AUFGABE: Zähle bitte die Zeilen unten, die das Wort „vanity“ enthalten, wobei Groß- und Kleinschreibung beachtet wird. Nenne nur die Anzahl.

(Punkteinträge zu benannten Objekten)
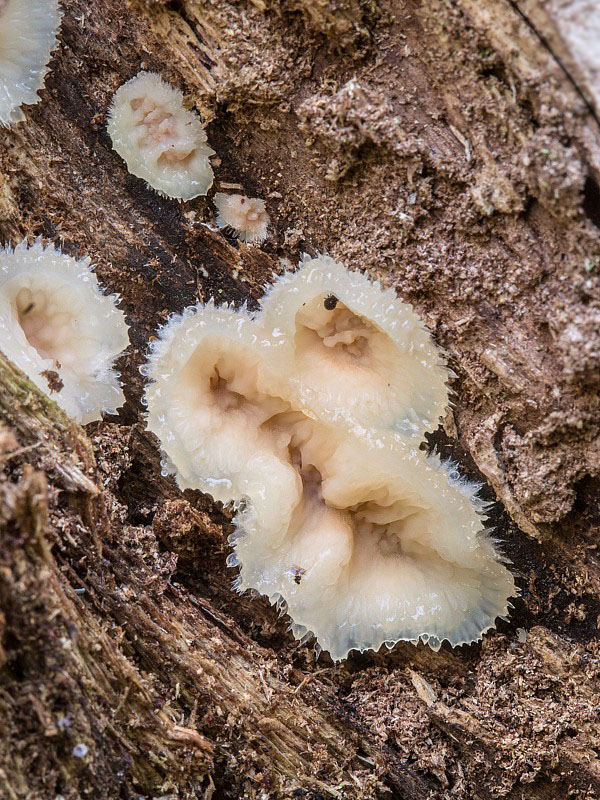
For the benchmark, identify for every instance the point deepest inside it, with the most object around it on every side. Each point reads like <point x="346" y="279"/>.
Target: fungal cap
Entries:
<point x="353" y="353"/>
<point x="160" y="141"/>
<point x="28" y="31"/>
<point x="206" y="403"/>
<point x="60" y="329"/>
<point x="247" y="216"/>
<point x="386" y="549"/>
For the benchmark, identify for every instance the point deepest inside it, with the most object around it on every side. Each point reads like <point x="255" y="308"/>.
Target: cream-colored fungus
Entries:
<point x="60" y="329"/>
<point x="208" y="403"/>
<point x="353" y="353"/>
<point x="381" y="547"/>
<point x="160" y="140"/>
<point x="28" y="30"/>
<point x="246" y="216"/>
<point x="354" y="531"/>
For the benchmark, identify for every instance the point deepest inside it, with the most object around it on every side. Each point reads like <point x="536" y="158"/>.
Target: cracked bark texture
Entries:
<point x="452" y="149"/>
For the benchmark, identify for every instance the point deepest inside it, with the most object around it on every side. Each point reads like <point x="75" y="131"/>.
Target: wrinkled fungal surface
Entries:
<point x="304" y="418"/>
<point x="28" y="30"/>
<point x="246" y="216"/>
<point x="353" y="353"/>
<point x="60" y="329"/>
<point x="160" y="141"/>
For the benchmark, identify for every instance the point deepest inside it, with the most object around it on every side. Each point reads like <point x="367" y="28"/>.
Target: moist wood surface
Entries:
<point x="452" y="149"/>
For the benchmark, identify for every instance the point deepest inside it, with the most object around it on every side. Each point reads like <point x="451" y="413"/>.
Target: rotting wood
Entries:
<point x="466" y="176"/>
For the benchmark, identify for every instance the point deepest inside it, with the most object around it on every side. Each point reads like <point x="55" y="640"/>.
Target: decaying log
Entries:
<point x="451" y="148"/>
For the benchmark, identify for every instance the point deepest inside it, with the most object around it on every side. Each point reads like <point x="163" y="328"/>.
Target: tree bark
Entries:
<point x="452" y="149"/>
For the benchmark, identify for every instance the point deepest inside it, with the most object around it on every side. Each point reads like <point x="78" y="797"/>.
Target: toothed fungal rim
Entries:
<point x="28" y="31"/>
<point x="353" y="353"/>
<point x="160" y="141"/>
<point x="55" y="319"/>
<point x="351" y="530"/>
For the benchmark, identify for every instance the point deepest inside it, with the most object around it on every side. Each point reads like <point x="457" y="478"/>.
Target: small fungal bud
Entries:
<point x="60" y="329"/>
<point x="246" y="216"/>
<point x="207" y="403"/>
<point x="28" y="30"/>
<point x="160" y="141"/>
<point x="353" y="353"/>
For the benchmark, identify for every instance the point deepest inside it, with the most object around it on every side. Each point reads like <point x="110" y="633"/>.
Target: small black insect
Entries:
<point x="297" y="572"/>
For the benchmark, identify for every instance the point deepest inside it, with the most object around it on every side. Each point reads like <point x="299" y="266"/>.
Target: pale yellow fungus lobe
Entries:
<point x="353" y="353"/>
<point x="382" y="546"/>
<point x="60" y="329"/>
<point x="246" y="216"/>
<point x="160" y="141"/>
<point x="28" y="31"/>
<point x="341" y="519"/>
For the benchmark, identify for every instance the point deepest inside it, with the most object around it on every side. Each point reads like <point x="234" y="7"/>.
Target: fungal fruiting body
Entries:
<point x="160" y="141"/>
<point x="246" y="216"/>
<point x="60" y="329"/>
<point x="28" y="30"/>
<point x="353" y="353"/>
<point x="341" y="520"/>
<point x="208" y="406"/>
<point x="381" y="546"/>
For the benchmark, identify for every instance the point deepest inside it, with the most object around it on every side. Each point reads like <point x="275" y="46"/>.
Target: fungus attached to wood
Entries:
<point x="60" y="329"/>
<point x="246" y="216"/>
<point x="160" y="141"/>
<point x="353" y="353"/>
<point x="28" y="30"/>
<point x="341" y="520"/>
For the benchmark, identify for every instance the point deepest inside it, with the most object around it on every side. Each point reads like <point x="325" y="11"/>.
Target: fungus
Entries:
<point x="247" y="216"/>
<point x="60" y="329"/>
<point x="208" y="403"/>
<point x="353" y="353"/>
<point x="160" y="141"/>
<point x="352" y="530"/>
<point x="28" y="30"/>
<point x="387" y="546"/>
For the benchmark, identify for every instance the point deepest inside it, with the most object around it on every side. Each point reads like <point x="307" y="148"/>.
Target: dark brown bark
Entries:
<point x="461" y="167"/>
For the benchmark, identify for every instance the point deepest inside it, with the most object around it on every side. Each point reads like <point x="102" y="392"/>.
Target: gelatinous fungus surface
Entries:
<point x="60" y="329"/>
<point x="28" y="30"/>
<point x="308" y="417"/>
<point x="160" y="141"/>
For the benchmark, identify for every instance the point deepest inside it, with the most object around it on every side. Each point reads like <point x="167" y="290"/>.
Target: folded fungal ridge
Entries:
<point x="28" y="30"/>
<point x="341" y="520"/>
<point x="160" y="141"/>
<point x="58" y="326"/>
<point x="354" y="354"/>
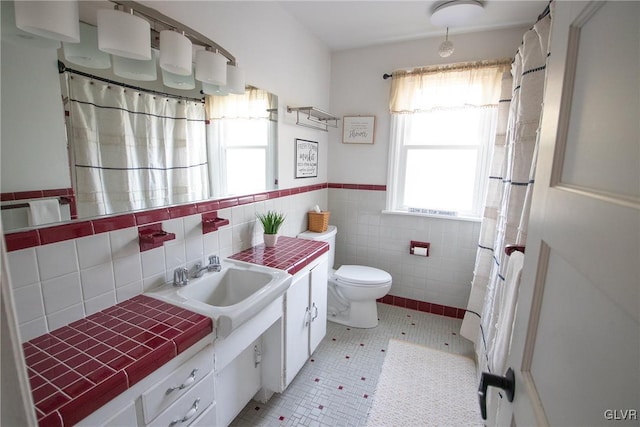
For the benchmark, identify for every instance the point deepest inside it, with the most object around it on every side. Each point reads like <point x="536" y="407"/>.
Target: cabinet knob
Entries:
<point x="192" y="411"/>
<point x="187" y="383"/>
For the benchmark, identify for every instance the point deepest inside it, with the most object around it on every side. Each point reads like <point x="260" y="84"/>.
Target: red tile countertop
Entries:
<point x="290" y="254"/>
<point x="76" y="369"/>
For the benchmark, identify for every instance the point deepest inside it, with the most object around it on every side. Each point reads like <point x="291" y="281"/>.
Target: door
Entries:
<point x="296" y="326"/>
<point x="318" y="327"/>
<point x="576" y="341"/>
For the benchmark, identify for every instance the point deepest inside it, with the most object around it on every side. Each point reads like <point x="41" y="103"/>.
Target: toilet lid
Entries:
<point x="362" y="275"/>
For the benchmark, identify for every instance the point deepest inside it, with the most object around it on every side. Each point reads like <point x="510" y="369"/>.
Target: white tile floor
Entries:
<point x="336" y="386"/>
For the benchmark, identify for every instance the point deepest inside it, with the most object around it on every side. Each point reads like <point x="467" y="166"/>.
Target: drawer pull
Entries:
<point x="189" y="381"/>
<point x="188" y="415"/>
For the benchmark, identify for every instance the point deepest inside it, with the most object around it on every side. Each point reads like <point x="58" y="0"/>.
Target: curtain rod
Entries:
<point x="63" y="68"/>
<point x="454" y="66"/>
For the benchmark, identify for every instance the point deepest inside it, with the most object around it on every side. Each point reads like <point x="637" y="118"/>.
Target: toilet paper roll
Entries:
<point x="420" y="251"/>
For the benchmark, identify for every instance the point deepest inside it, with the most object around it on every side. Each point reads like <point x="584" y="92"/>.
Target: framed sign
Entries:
<point x="306" y="158"/>
<point x="358" y="129"/>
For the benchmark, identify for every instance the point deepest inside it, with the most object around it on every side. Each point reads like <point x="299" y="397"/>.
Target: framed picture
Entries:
<point x="306" y="158"/>
<point x="358" y="129"/>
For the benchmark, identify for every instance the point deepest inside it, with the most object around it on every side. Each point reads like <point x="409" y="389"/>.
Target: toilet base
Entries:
<point x="360" y="314"/>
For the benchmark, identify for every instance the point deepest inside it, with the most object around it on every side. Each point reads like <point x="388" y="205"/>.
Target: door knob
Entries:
<point x="507" y="383"/>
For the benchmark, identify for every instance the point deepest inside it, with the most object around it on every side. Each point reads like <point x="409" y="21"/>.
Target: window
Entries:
<point x="441" y="143"/>
<point x="241" y="140"/>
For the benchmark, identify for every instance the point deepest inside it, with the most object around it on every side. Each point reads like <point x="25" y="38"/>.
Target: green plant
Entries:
<point x="271" y="221"/>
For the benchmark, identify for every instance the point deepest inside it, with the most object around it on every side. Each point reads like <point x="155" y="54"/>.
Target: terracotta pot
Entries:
<point x="270" y="240"/>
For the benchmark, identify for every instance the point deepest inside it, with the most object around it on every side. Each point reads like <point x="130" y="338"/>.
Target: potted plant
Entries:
<point x="271" y="222"/>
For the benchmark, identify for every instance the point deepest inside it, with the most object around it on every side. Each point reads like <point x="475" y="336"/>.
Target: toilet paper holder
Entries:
<point x="422" y="248"/>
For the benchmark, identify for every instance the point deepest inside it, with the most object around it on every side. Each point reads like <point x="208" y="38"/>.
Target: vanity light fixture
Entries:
<point x="211" y="67"/>
<point x="446" y="47"/>
<point x="176" y="53"/>
<point x="86" y="53"/>
<point x="217" y="90"/>
<point x="57" y="20"/>
<point x="124" y="34"/>
<point x="178" y="81"/>
<point x="235" y="79"/>
<point x="137" y="69"/>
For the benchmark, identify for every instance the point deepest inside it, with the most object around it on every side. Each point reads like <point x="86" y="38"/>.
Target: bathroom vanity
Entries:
<point x="150" y="362"/>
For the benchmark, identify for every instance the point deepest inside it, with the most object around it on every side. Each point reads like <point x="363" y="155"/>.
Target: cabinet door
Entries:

LÖSUNG: 2